[Records from a collection]
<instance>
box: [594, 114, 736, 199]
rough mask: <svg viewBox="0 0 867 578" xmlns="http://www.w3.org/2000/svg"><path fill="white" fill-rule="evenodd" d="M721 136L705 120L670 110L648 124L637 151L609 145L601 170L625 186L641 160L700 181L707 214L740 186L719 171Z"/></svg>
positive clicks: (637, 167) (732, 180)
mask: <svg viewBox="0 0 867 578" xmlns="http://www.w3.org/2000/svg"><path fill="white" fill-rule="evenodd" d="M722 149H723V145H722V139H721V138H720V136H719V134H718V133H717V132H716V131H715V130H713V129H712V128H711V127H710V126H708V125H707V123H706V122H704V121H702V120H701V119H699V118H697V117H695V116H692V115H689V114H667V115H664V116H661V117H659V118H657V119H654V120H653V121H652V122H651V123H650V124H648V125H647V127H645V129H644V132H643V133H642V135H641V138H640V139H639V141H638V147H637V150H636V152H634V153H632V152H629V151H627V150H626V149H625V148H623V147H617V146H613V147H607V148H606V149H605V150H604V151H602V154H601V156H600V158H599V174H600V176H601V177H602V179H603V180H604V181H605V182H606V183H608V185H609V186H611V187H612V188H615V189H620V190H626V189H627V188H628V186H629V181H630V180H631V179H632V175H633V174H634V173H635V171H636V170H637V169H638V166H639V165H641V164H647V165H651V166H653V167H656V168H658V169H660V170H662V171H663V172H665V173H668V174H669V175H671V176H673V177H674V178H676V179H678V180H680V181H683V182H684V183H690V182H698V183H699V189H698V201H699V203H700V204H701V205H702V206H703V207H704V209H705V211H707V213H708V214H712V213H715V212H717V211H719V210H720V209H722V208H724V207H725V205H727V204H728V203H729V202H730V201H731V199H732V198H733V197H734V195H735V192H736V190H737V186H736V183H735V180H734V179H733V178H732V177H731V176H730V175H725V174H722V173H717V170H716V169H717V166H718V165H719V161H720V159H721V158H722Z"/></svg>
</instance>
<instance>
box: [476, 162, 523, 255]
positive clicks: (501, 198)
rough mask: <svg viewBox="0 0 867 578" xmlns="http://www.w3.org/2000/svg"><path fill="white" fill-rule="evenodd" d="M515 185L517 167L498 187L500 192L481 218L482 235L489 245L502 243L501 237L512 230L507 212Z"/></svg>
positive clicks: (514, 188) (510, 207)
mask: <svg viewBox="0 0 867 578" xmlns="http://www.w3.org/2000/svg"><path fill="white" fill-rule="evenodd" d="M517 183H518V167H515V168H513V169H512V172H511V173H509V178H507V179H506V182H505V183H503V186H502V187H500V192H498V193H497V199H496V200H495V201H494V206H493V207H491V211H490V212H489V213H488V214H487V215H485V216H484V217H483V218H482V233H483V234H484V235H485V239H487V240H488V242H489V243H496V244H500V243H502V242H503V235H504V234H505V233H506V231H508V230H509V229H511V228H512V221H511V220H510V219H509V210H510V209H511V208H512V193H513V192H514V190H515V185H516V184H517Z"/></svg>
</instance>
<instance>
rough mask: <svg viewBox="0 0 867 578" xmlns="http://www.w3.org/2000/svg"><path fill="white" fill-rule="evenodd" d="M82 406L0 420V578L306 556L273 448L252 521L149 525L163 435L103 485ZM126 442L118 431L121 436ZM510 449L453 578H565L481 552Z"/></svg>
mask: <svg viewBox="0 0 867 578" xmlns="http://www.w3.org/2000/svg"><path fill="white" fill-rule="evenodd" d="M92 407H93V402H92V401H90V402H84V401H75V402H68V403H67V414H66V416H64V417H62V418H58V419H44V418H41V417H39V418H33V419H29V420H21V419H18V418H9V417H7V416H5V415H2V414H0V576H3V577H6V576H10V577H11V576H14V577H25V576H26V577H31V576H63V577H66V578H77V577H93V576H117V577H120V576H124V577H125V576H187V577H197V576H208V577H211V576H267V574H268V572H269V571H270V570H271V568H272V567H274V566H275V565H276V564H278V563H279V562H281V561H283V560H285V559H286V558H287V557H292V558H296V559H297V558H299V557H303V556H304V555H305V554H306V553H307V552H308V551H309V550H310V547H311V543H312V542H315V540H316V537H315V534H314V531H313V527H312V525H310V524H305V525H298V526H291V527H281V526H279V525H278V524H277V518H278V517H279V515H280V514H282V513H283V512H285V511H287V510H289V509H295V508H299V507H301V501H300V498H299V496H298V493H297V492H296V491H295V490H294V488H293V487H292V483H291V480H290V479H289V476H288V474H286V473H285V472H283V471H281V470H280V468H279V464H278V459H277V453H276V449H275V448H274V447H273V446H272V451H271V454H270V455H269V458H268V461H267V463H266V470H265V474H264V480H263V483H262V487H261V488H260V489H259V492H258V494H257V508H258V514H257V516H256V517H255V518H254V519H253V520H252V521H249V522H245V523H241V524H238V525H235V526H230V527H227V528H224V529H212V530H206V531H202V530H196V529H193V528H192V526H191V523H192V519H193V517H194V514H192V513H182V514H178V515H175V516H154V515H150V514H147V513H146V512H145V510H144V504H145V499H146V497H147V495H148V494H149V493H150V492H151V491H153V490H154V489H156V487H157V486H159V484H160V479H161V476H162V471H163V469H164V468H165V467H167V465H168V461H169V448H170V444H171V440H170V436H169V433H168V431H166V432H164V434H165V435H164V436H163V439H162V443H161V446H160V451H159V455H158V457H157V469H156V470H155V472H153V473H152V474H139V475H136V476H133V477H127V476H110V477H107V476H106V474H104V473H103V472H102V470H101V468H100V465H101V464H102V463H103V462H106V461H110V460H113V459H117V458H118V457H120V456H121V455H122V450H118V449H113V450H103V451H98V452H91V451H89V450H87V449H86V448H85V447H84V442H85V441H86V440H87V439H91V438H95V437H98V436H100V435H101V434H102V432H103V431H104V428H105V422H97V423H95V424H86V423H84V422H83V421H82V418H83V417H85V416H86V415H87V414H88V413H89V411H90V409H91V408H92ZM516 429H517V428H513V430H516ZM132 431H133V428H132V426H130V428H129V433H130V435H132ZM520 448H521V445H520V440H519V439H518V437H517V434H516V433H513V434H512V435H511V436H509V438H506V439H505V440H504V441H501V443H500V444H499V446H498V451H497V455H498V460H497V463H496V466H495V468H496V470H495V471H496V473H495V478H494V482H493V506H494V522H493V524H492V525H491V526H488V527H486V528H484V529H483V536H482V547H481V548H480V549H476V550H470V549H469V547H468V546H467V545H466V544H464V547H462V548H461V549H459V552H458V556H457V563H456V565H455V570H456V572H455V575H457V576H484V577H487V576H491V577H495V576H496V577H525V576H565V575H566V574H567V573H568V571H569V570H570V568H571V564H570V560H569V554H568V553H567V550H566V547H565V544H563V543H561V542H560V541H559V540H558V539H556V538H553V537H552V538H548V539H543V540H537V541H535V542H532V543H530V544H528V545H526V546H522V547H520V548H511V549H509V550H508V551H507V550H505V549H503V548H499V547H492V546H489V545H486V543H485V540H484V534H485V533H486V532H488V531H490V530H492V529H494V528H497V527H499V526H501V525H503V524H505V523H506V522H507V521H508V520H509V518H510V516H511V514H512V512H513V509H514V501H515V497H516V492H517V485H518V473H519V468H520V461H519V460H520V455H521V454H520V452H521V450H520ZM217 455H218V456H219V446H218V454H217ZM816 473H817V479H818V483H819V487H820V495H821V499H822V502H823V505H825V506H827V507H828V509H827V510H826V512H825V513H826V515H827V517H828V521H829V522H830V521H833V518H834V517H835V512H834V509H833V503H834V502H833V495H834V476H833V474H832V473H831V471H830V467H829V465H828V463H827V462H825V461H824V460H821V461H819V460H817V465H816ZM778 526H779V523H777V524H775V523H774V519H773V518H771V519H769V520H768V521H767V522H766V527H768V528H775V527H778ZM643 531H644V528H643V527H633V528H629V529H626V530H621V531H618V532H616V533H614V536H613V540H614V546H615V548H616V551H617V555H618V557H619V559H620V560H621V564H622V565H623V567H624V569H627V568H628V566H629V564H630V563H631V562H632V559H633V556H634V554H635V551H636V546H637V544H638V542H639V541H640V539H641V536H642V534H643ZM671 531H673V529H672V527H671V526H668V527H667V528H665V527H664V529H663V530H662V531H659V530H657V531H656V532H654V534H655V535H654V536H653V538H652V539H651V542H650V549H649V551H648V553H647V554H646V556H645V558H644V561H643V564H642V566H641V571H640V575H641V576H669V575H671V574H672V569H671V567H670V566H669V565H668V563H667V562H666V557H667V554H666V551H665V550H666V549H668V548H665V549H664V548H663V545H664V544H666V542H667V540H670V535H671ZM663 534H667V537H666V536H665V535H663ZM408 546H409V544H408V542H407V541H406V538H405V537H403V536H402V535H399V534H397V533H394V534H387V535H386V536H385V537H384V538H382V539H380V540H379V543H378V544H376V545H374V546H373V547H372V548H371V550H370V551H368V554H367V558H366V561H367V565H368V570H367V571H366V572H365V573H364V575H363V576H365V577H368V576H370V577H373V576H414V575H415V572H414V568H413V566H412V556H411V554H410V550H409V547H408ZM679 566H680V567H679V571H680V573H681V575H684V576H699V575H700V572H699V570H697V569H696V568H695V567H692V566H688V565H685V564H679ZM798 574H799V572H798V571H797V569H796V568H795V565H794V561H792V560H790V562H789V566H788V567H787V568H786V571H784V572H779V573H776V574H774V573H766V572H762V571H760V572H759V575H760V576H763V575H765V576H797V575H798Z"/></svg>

* * *

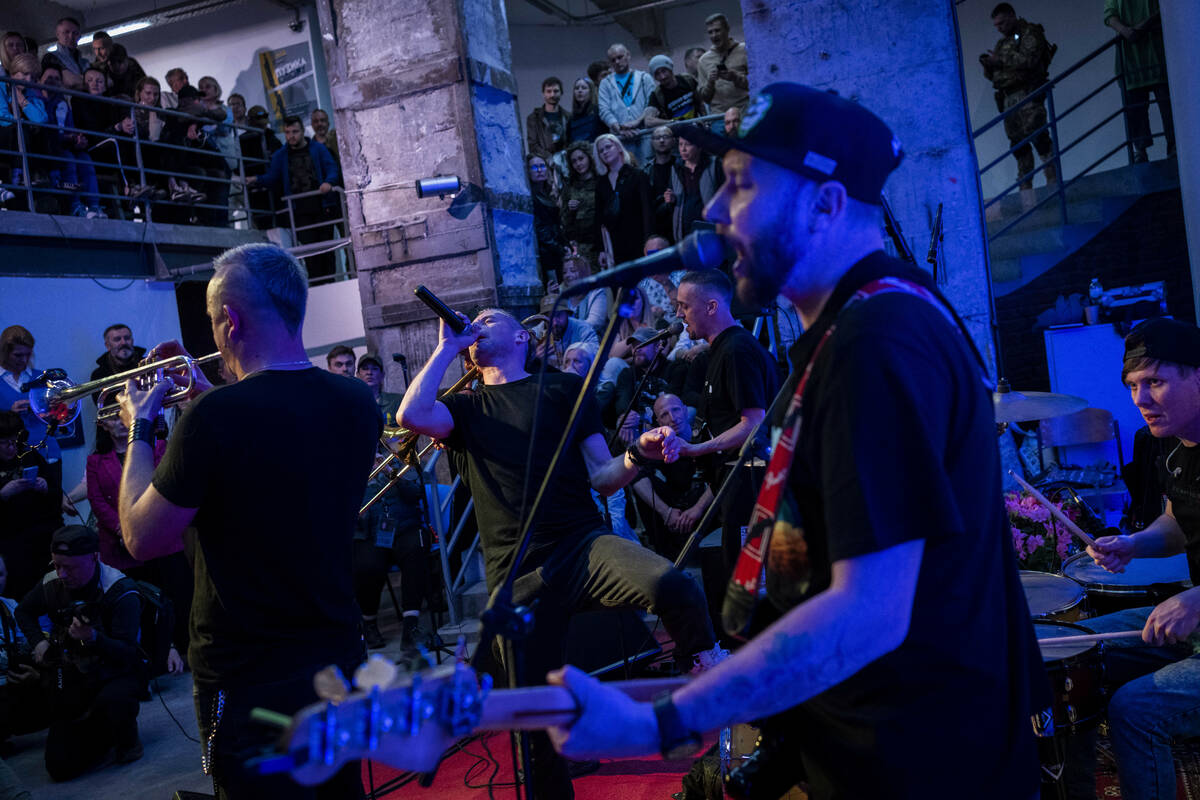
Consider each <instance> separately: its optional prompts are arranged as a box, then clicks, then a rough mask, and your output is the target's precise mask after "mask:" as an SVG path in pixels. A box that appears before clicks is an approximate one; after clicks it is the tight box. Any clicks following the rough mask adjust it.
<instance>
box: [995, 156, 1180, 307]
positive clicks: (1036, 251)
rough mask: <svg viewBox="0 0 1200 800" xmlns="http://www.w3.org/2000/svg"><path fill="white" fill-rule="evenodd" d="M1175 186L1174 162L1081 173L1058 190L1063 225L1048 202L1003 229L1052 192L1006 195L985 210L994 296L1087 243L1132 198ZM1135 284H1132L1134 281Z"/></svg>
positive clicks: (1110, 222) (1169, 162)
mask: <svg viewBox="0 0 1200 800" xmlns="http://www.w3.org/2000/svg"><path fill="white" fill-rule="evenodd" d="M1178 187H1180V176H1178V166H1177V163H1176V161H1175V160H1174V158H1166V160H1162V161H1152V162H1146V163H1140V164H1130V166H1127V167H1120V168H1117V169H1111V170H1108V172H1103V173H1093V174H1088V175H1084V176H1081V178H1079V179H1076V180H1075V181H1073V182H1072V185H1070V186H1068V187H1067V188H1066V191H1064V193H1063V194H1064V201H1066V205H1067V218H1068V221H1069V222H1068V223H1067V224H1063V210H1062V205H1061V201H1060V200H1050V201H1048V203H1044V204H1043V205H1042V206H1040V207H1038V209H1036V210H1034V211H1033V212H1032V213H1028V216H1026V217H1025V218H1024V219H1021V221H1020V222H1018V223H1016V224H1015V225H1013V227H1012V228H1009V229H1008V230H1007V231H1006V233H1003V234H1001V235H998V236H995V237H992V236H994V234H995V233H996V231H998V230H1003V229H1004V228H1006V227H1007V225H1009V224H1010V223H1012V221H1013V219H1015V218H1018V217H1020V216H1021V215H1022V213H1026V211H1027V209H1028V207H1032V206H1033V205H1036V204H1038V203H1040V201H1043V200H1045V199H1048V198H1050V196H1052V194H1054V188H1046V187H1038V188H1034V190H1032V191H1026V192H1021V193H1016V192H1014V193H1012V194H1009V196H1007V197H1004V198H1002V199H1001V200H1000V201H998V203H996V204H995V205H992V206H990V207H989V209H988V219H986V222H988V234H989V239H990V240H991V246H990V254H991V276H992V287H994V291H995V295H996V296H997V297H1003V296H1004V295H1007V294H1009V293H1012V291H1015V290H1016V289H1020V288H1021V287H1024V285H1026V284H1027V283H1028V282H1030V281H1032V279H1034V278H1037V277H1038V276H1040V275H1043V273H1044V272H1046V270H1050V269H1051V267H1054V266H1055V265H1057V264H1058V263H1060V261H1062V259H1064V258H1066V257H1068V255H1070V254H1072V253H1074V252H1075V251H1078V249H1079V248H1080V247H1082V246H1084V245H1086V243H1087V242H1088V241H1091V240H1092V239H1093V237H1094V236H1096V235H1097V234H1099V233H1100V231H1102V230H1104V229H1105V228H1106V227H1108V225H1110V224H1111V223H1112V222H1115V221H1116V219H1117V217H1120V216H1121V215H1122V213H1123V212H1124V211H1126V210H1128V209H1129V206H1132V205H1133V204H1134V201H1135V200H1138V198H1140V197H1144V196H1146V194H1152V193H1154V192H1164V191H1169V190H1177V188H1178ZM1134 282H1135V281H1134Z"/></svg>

* **TASK OBJECTIVE**
Write out exactly the lines above from the line with "positive clicks: (1036, 251)" through the line with "186L1174 162L1081 173L1058", both of them included, and leave out all other lines.

* **SOLUTION BELOW**
positive clicks: (1036, 251)
rough mask: <svg viewBox="0 0 1200 800" xmlns="http://www.w3.org/2000/svg"><path fill="white" fill-rule="evenodd" d="M1175 186L1174 162L1081 173L1058 190L1063 225L1048 202L1003 229L1052 192L1006 195L985 210L994 296L1087 243L1132 198ZM1135 284H1132L1134 281Z"/></svg>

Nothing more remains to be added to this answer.